Starting at the line containing "Where can the metal pole" and ending with the last line of the material, render those lines as a numbered list, leaving out any blank lines.

** Start PROVIDED DATA **

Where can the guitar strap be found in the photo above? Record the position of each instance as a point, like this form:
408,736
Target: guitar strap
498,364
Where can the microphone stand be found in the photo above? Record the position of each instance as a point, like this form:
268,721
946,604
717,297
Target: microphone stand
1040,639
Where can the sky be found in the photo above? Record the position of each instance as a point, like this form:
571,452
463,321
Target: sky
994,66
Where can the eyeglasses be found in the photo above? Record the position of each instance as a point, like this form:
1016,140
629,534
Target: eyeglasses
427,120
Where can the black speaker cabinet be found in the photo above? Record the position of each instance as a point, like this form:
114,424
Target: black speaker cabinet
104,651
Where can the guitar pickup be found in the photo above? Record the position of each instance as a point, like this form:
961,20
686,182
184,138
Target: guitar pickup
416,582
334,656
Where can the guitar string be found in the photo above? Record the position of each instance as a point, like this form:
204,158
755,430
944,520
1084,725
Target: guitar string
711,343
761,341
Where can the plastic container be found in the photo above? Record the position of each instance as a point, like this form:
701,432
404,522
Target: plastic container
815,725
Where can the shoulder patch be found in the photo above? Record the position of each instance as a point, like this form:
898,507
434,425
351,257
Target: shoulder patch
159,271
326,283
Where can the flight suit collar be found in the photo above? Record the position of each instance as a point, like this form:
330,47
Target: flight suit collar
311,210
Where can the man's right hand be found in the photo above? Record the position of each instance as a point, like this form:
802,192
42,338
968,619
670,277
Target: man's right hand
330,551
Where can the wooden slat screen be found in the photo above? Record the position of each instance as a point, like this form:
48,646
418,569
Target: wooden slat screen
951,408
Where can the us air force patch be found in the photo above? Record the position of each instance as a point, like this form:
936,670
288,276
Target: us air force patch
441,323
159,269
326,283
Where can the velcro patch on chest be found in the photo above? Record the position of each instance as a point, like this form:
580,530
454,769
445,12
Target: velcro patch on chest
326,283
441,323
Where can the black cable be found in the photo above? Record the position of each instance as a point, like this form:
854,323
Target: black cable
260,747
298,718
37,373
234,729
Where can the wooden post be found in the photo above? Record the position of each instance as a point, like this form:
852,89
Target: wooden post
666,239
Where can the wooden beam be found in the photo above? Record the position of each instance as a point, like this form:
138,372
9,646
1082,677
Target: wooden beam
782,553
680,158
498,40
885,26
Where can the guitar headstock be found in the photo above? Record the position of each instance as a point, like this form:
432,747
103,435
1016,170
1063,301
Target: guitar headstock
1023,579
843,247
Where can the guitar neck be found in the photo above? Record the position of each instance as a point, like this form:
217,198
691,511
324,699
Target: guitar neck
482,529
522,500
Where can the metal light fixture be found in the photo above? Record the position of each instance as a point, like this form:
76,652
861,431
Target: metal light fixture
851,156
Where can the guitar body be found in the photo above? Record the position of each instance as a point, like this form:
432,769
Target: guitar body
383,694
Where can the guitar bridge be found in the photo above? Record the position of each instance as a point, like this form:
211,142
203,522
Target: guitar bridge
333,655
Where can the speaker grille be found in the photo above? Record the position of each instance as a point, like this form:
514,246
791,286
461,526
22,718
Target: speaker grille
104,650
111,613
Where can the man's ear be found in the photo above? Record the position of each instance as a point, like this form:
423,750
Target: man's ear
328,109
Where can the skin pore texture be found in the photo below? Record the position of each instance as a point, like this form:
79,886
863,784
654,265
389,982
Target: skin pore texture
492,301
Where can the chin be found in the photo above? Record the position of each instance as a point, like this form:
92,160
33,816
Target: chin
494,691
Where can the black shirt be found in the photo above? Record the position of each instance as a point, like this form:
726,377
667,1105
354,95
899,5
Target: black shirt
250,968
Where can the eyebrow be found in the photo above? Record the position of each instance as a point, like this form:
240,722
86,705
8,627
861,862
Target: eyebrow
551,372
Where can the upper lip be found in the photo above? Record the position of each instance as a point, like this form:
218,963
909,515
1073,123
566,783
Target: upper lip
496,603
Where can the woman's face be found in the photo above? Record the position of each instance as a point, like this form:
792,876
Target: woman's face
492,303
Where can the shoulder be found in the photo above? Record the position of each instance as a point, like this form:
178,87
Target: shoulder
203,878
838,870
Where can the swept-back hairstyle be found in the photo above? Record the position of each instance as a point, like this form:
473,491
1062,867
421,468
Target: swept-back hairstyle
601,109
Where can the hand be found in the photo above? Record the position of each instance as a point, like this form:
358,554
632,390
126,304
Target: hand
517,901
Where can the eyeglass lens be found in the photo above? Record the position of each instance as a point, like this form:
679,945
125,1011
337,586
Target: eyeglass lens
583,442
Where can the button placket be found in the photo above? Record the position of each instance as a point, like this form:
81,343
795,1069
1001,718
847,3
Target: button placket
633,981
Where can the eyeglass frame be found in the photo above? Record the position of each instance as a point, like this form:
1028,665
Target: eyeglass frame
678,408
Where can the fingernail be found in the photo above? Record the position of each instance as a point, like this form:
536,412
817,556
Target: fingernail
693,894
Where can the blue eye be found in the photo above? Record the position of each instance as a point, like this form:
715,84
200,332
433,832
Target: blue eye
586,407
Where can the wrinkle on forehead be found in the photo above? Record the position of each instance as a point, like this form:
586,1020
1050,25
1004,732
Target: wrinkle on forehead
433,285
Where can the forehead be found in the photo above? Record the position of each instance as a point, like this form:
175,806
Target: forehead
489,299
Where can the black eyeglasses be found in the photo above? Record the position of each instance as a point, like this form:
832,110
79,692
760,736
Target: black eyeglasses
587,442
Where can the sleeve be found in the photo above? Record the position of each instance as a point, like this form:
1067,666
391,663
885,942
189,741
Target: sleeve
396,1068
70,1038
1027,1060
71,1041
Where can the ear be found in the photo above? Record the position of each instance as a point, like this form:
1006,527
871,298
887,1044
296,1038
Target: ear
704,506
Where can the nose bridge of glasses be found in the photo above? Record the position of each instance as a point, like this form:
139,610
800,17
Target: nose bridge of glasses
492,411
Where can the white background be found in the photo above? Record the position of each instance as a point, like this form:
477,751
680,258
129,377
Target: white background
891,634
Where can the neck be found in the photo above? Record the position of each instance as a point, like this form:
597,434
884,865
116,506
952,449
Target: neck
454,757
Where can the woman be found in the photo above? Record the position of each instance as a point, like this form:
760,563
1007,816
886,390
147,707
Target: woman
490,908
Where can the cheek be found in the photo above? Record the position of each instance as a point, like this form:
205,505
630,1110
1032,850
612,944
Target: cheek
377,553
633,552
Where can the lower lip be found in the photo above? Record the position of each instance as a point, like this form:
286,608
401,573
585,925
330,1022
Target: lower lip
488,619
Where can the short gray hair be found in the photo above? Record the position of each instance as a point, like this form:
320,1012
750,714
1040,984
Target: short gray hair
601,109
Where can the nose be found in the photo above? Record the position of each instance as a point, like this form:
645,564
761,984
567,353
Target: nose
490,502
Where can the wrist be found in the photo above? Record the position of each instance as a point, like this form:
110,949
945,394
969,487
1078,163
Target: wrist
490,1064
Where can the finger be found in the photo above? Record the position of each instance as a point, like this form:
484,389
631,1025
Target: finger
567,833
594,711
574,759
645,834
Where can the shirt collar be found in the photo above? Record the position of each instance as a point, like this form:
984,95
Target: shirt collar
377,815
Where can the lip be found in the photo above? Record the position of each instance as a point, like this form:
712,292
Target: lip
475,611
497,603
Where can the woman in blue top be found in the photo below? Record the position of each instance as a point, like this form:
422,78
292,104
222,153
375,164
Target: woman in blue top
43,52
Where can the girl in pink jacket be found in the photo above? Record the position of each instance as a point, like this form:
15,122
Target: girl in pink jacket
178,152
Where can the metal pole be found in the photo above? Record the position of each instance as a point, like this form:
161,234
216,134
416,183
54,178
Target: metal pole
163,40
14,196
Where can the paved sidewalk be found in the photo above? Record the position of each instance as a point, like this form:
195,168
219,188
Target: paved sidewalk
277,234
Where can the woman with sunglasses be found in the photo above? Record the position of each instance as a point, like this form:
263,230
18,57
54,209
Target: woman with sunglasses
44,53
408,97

** End PROVIDED DATA **

__REPLY__:
1. Where can the metal pole be found in the photo above? Record the position of each instance as a point, like this form:
2. 161,234
3. 216,134
4. 416,183
5. 54,178
6. Target: metal pole
7. 163,40
8. 14,196
9. Where can the paved sidewalk be found in the photo above? Record the position of each instance as a point, like this form:
10. 195,168
11. 219,188
12. Target: paved sidewalk
13. 277,234
14. Where can the woman with sunglasses be found in the photo above? Record the position of each instance as a point, like this form:
15. 263,230
16. 18,57
17. 54,209
18. Target: woman with sunglasses
19. 44,53
20. 408,97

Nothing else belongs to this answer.